Interview with a Well Adjusted Womb Twin Survivor - They do exist!

How rare to meet a womb twin survivor who is well adjusted - I had to know more about his story ... what is his secret? He and his family handled it well and it made all the difference.

This is an interview with an adult male whose fraternal twin sister was lost during the birth process, although it was understood she would go from early on (most likely due to twin-to-twin transfusion) as she was undernourished. I just happened to meet this person and discover we both lost our twin sister at birth. He is not involved in the womb twin community and has no awareness of the healing path or that there are others like him who are on it.

He struck me as a rare example of a womb twin survivor who is well adjusted and accepting of the situation and therefore free of many problems associated with the syndrome, largely in part due to the healthy way he and his family embraced the loss. There were many generations of twins in the family and this was simply his version of the twin story which was acknowledged and had its place in the family history. Unlike so many families in our culture who repress lost twins, usually out of grief and ignorance which causes further damage due to mishandling, he and his family handled it well and therefore it sits well in him.

Tell us about your mother’s pregnancy while carrying you, whatever you may know, as well as your birth experience?
I think she didn’t know she was having twins at first, this was in the 1950’s when they didn’t have the technology, one was behind the other. Then towards the end they realized. I was 2 ½ months premature and my mom was going thru some weird stuff in her life and was suicidal. She told me she was on the verge of jumping in front of a subway train but she had stopped herself because of myself and my twin sister within her. That was always interesting later, there was a close bond thing between us. But during birth she told me this story about these three spiritual people, wise men, saying as she was giving birth “One has to go back” and I could sort of sense it when she was talking about it.

Do you think that was the first time she became aware that she was carrying twins?
I think so, I think it was pretty close in time.
I always thought about that – especially during teen/young adulthood, that my sister decided not to come onto this plane. This is a crazy world and there have been times I’ve been a little jealous that she went off onto great adventures, especially now, I mean, I’ve always known this intuitively before it was known in astrophysics, how huge the universe is and it gets bigger everyday as we see more into the great beyond. I think there’s a lot out there and I’ve always thought how ironic I can almost see us together sort of looking at planet earth coming in, as energy sources and she is sort of skidding off the atmosphere saying “No!”

» **Input data**

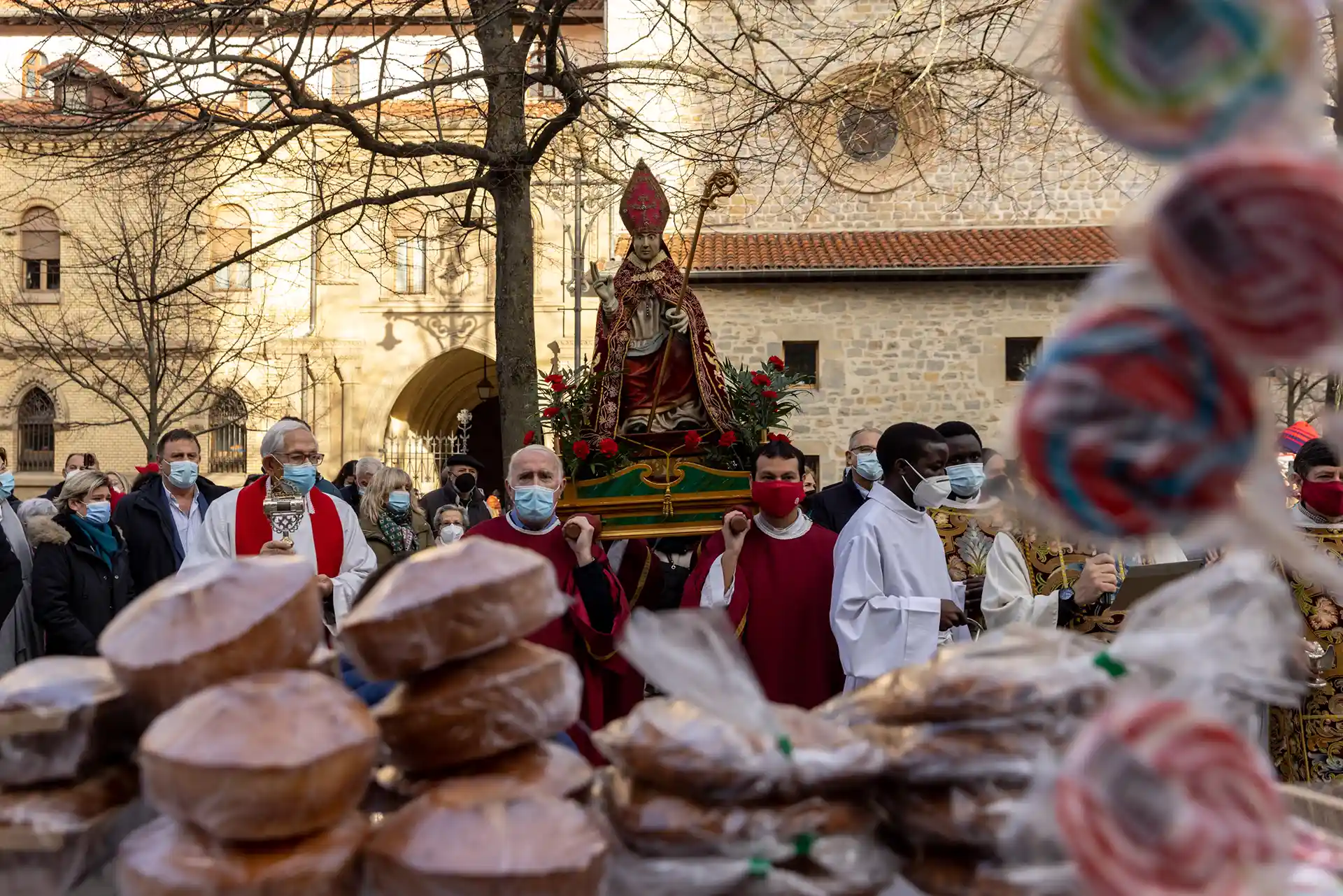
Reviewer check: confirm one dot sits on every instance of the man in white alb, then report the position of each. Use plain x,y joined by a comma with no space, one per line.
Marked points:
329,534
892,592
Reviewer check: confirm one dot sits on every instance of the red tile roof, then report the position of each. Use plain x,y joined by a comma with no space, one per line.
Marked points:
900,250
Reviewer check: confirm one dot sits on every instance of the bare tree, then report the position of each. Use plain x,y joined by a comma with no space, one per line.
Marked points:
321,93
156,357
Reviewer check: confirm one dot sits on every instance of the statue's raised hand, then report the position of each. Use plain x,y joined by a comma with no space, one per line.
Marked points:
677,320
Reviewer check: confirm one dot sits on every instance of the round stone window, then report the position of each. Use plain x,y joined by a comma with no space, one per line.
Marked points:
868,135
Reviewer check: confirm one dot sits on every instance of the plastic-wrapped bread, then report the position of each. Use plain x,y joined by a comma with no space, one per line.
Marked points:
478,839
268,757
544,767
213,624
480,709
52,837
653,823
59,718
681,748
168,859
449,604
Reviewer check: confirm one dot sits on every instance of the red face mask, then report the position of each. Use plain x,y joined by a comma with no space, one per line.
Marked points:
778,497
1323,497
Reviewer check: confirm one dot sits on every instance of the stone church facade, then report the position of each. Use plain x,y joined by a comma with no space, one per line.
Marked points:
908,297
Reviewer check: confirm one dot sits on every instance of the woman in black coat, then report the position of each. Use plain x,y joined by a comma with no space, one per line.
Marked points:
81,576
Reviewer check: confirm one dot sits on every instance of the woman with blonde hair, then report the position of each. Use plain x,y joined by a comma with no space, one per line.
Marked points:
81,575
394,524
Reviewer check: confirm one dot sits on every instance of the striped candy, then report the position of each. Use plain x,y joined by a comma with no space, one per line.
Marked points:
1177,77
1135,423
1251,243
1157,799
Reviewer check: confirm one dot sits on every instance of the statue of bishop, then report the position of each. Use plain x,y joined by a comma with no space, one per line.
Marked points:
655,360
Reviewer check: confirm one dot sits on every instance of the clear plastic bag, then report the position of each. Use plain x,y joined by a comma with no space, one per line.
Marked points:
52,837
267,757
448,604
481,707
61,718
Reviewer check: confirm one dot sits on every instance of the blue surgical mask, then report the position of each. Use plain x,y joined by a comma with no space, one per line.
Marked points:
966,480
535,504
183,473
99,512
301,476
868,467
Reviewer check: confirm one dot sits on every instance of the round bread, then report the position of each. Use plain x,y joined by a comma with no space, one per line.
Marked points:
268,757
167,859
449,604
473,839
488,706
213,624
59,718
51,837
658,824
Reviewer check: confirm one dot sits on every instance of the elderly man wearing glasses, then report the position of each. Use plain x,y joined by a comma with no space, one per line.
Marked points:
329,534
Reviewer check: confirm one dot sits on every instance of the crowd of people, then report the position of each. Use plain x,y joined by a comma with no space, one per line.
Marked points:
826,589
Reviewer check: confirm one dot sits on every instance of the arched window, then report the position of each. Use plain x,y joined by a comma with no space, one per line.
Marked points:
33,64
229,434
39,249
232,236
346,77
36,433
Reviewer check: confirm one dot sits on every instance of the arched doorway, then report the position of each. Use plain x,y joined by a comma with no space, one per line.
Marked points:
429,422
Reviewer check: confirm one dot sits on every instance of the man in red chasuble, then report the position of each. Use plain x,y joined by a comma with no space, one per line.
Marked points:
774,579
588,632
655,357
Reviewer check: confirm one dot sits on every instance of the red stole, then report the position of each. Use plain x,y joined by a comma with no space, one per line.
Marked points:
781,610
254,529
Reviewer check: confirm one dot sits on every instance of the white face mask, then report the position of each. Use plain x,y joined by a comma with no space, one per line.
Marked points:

» **Aim of the exercise**
Resume the interview with the well-adjusted womb twin survivor, picking up right after its last sentence.

» **Response to this task**
So she was already skiddish before she even went in?
I wonder – it’s all so fast, the inception of life, so it’s questionable. They say you are an intelligent being at 8 weeks into conception, whether or not you are actually a part of this biosphere or not is to be questioned.
I had a friend who had a near death experience and left his body, he talked about this white cord that kept going in the atmosphere..so l don’t know if, as a spirit entity that tether comes toward the biosphere and hooks onto it, I don’t know but I always thought it was interesting that she didn’t…when I was young I missed her [referring to his twin]. My aunt had fraternal twins male/female a year older than me, also when I was a teenager she told me my grandmother had a twin also but lost it before birth.

So you had a mirror image of a fraternal twin pair growing up?
Not really – she had a foot/skeletal problem and was frail, and the boy was fine, he was big – bigger than me.

Do you know who was born first?
I don’t know, I assume she was because she was more mature but she was physically frail so it’s hard to tell.
Anyway, back to my mom and the three men during my birth, so the story was my mom would have to put one [twin] back and I have a hard time remembering her decision (she’s deceased now) but I sort of pushed myself out. I had a want to come out here. My sister wasn’t born alive, I don’t know when she died but it was during the birth.
What happened was, my mom didn’t know she was having twins and she wasn’t eating enough food for two and apparently I was eating all the food and my sister wasn’t nourished properly. I don’t think she knew there were twins until she went into labor. It’s hard for me to recall all of it exactly but I was 3 lbs 8 ozs and in an incubator for a good 2 months and it was kind of odd because they realized about a month before I was born, because I was born in February, that the oxygen had been blinding kids. They figured out how to do it right – that’s what happened to Stevie Wonder, the oxygen was too strong and it burned his eyes out. That’s what I kind of remember, my mom was struck by that and it was sort of a premonition that she was going to have to put one back.

So she knew in her soul that she’d have to put one back even though the medical doctors hadn’t yet confirmed she was carrying twins?
Yes.

Do you have any pre-birth memories you can personally recall?
I remember things very vividly from 2-3 years old whereas most people don’t.
But I don’t know, I remember her and I took it as a given – because these stories I didn’t know til later like age 9 or 10 (even though I was always told I was a twin from the beginning).
I always took it as a given and wasn’t really upset about it, I missed her and there was curiosity.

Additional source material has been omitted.